WHAT THE TASK ASKS: Every entry must be duplicated precisely as written.

+++ TASK INPUTS +++

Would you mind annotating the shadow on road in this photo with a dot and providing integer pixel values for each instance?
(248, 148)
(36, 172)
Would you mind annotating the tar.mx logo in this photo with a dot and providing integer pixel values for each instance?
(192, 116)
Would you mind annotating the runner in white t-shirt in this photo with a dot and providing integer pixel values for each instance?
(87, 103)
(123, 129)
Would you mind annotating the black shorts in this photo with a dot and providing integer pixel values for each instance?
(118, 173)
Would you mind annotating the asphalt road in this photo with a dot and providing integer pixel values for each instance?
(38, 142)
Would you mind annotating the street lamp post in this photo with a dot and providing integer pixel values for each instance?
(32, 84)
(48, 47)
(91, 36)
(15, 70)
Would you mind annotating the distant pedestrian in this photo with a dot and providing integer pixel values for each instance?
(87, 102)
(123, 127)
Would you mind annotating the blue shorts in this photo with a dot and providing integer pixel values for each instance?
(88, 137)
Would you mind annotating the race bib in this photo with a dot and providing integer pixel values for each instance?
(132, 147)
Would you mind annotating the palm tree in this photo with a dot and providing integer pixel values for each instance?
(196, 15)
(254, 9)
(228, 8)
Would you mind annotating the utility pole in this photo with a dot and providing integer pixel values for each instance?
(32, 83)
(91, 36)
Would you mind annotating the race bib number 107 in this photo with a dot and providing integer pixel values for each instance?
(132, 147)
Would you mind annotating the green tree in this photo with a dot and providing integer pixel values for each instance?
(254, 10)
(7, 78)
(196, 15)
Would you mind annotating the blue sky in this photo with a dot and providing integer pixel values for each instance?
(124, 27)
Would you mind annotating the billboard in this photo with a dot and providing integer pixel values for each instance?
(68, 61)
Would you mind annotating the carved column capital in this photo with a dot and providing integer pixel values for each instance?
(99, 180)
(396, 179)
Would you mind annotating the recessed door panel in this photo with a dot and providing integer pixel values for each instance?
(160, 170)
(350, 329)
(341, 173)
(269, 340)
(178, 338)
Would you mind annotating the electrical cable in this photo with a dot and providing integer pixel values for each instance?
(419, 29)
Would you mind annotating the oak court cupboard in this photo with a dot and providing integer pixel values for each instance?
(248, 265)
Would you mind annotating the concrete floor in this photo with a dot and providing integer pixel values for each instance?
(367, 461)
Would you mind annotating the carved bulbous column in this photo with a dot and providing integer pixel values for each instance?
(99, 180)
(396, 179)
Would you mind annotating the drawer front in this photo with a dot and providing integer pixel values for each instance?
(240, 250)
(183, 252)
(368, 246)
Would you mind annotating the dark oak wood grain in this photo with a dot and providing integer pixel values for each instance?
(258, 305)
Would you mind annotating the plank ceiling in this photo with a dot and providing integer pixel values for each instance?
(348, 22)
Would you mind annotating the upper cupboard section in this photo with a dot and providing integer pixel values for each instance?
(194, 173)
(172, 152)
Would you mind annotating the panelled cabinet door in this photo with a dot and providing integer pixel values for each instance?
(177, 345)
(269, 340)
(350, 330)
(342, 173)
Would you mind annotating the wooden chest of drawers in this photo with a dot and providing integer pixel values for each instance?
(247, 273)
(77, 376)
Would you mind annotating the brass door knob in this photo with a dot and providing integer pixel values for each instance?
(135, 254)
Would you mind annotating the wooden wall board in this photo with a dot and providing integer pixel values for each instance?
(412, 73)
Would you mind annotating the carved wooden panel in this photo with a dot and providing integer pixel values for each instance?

+++

OUTPUT OF THE EXERCISE:
Would you mind annotating the shadow on road in this photo with a dot and providing integer pixel values for each instance?
(248, 148)
(36, 172)
Would you mind annotating the tar.mx logo in this photo with a dot and providing integer pixel values for each instance?
(192, 116)
Would you mind annotating the runner in white t-shirt in this photo with a dot and providing integer pixel values for each instance?
(87, 103)
(123, 129)
Would you mind annotating the black shorts in this photo with a dot and providing integer pixel values for each instance?
(118, 173)
Would you mind annotating the asphalt road in this photo with a dot and providing integer pixel values for each instance?
(38, 142)
Would you mind annotating the street lamp post in this photo with a dot and providing integer pixel values for each instance?
(32, 84)
(48, 47)
(91, 36)
(15, 70)
Would you mind annotating the distant pedestrian in this photo with a dot and providing integer pixel values for each instance?
(87, 102)
(123, 127)
Would you mind annotating the blue shorts in this photo with a dot and providing integer pixel values for each instance?
(88, 137)
Would you mind annotating the race bib in this photo with a dot and providing integer pixel values for each instance?
(132, 147)
Would you mind annotating the palm tree in this photo with a dot and providing integer pixel values for each instance?
(196, 15)
(254, 9)
(228, 8)
Would you mind annotating the utility pole in this photo with a dot and providing integer pixel values for each instance?
(32, 83)
(91, 36)
Would you mind annotating the race bib number 107 in this photo with a dot and providing integer pixel values for each instance?
(132, 147)
Would you mind annotating the green tree in this photo with a dot and providing integer pixel values for each instance?
(254, 10)
(7, 78)
(196, 15)
Would you mind annotating the blue sky in this photo with a dot and providing integer pixel values for each instance?
(124, 27)
Would you mind annotating the billboard in this photo with a dot and providing integer pixel values for each instance?
(68, 61)
Would you mind annotating the carved column capital in this photo with a dot and providing integer pixel values for each instance?
(99, 180)
(396, 179)
Would you mind annotating the recessed door panel in this photo with a dot and providing integer pixel values for each instance?
(160, 170)
(350, 329)
(341, 173)
(269, 340)
(178, 338)
Would you mind annotating the electrical cable in this photo with a dot and providing integer pixel values for each instance?
(419, 29)
Would you mind annotating the oak court cupboard in this photo with a dot and providing integer pixel values for each instance?
(248, 265)
Would you mind annotating the concrete floor in this photo with a dot and providing integer pixel values for each instance?
(367, 461)
Would you mind annotating the carved bulbous column in this photo with a dot and providing integer pixel values for each instance?
(99, 180)
(396, 179)
Would you mind annotating the drawer front in this photo with a dot and providing integer pixel values for each instance?
(240, 250)
(183, 252)
(368, 246)
Would you mind annotating the dark oak wood grain in this photo with a dot and providing integer pixel values for each instance?
(258, 305)
Would you mind annotating the plank ceiling in this photo with a dot and providing integer pixel values for each instance?
(348, 22)
Would you mind annotating the upper cupboard section in this photo with a dot and providing integer pixel values for each instance?
(194, 173)
(172, 152)
Would you mind annotating the panelled cabinet door in this photo with a dot and providing integer pixel values for each instance?
(177, 345)
(269, 340)
(350, 330)
(342, 173)
Would you mind annotating the wooden chest of drawers in this photo with a dot and providing integer pixel values for each instance?
(247, 273)
(77, 376)
Would you mind annotating the brass door knob in this photo with a dot and providing integer pixel values for each instance?
(135, 254)
Would you mind annotating the wooden wall board in this photo with a dot and providing integer pixel values for each instance?
(412, 73)
Would you mind annotating the carved wooden panel in this photo with a dot and providing integer pixel values for each instance?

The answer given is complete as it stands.